= Work request 1 =
Answer these questions using the article on corporate venture capital:
(a) How many venture funding rounds in October 2013 included CVC investor participation?
(b) Which two CVC investors have led the pack since 2011?
(c) How large was the fund that SAP Ventures recently launched?
= Work request 2 =
Reproduce the part of the article on corporate venture capital starting with "Corporate venture capital" and going on through "the CrunchBase dataset.".

= Source text =
Corporate venture capital has always been dubiously titled ‘dumb money’, supposedly less interested in financial performance and only willing to make bets on strategically aligned startups. CVC investing, however, has grown significantly over the past few years and many leading tech companies are diversifying their investments by operating autonomous VC funds that look more and more like traditional private VCs. In 2013, both the number and size of CVC investments has continued to rise. In October 2013, 48 venture funding rounds valued at over $719M included CVC investor participation. This represented a 14% participation rate, the highest month in the CrunchBase dataset.
Past increases in CVC investing tend to correlate strongly to the business cycle, the overall strength of corporate balance sheets and the general VC climate. Thus, it should be no surprise that CVC investing has risen in 2013. The two most active CVC investors, Google Ventures and Intel Capital, have led the pack since 2011. In 2013, the two combined for 360 funding rounds, or 25% of all CVC investments. Compared to the CVC landscape prior to 2011, that is a huge departure from the biotech boom during which Johnson & Johnson, Novartis, GlaxoSmithKline, Kaiser Permanente, Amgen and MedImmune each participated in funding rounds that totalled at least $100M. The 71 biotech deals with CVC participation in 2009 was a record high, while mobile and software CVC deals have risen consistently in each subsequent year. This is the main factor behind why the recent surge of CVC money might be changing the game.
The trend towards more tech-oriented CVC investing now aligns more closely with the private VC landscape. In recent years, many large tech companies have followed in the path of Google and Intel. Microsoft, General Electric and Bloomberg have launched funds in 2013 that aim to focus on returns over strategic investments. Other corporate venture arms like Qualcomm Ventures, Comcast Ventures and Samsung Ventures have also recently participated in high-profile rounds for promising startups like Fitbit, Nextdoor and Pure Storage. While private VCs may be unwelcoming to an influx of corporate cash, successful companies can typically set up funds much faster and forego the normal SEC paperwork and outside fundraising, as evidenced by SAP Ventures recent launch of a $650M fund. Perhaps we will see more tech companies like Facebook try to emulate the success of Google Ventures and take advantage of a hot VC market. Regardless, it seems for the first time that corporate venturing is no longer an insurance policy for industry disruption or an R&D shortcut.

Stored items
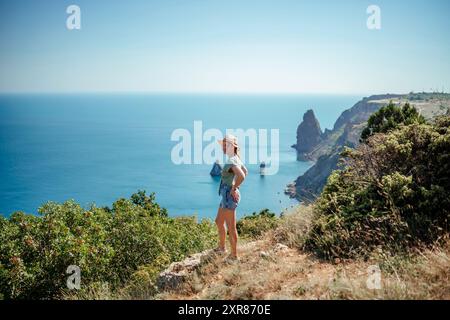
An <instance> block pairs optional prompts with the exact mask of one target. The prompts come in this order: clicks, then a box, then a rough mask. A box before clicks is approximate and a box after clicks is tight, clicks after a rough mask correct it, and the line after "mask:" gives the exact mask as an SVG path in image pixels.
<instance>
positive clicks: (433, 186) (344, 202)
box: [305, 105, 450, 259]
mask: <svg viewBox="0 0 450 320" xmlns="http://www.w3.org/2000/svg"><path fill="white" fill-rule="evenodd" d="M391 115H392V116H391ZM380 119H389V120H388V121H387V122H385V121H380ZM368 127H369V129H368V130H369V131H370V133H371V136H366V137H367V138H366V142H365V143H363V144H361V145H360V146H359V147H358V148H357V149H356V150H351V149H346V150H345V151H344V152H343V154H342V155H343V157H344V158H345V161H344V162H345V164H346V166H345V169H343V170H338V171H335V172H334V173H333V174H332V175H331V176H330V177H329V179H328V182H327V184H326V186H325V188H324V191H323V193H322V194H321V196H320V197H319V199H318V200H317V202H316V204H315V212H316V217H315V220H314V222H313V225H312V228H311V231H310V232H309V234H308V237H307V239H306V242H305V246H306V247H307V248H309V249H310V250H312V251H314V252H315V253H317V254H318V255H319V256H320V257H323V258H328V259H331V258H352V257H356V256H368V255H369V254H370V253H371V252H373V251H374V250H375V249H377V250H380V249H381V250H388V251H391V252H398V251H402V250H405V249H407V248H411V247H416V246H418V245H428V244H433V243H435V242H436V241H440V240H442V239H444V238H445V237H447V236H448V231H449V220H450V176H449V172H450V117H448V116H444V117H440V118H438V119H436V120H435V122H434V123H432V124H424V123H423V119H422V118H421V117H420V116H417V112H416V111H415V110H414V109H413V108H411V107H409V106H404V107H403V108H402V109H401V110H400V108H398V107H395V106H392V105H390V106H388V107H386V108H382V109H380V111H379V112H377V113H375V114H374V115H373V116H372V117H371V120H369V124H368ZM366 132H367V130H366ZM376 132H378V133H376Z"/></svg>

--

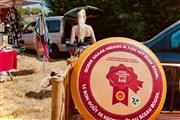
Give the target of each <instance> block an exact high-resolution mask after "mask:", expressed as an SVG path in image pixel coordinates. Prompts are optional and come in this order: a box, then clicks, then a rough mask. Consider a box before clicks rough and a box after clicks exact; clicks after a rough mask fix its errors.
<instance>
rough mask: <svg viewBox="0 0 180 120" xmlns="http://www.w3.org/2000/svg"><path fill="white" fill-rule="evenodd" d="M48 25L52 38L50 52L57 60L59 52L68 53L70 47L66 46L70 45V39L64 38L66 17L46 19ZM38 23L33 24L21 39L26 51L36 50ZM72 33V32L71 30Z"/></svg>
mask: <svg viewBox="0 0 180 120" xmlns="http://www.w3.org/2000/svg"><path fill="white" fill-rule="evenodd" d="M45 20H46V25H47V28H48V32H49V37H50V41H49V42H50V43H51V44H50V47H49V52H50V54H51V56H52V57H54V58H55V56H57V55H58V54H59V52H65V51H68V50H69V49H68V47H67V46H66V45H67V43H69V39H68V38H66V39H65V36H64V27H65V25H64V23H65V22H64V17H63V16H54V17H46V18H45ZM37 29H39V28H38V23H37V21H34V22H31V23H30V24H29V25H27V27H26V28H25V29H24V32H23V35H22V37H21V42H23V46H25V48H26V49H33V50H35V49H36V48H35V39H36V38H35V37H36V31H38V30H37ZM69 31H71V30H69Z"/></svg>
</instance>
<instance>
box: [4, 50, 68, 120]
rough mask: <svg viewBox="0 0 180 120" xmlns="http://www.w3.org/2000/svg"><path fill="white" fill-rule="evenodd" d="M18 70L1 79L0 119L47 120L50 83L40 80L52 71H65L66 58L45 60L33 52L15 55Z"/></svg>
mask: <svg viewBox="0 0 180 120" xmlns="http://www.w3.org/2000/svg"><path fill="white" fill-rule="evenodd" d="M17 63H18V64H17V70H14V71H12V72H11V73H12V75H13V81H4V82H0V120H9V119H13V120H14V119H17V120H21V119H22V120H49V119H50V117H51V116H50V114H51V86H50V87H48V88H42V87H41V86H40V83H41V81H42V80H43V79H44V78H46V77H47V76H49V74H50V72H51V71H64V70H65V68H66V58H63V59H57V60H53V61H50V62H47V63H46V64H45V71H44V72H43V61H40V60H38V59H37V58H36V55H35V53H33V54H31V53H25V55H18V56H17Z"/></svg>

= Expected answer 1 =
(a) 48
(b) Google Ventures and Intel Capital
(c) $650M

= Expected answer 2 =
Corporate venture capital has always been dubiously titled ‘dumb money’, supposedly less interested in financial performance and only willing to make bets on strategically aligned startups. CVC investing, however, has grown significantly over the past few years and many leading tech companies are diversifying their investments by operating autonomous VC funds that look more and more like traditional private VCs. In 2013, both the number and size of CVC investments has continued to rise. In October 2013, 48 venture funding rounds valued at over $719M included CVC investor participation. This represented a 14% participation rate, the highest month in the CrunchBase dataset.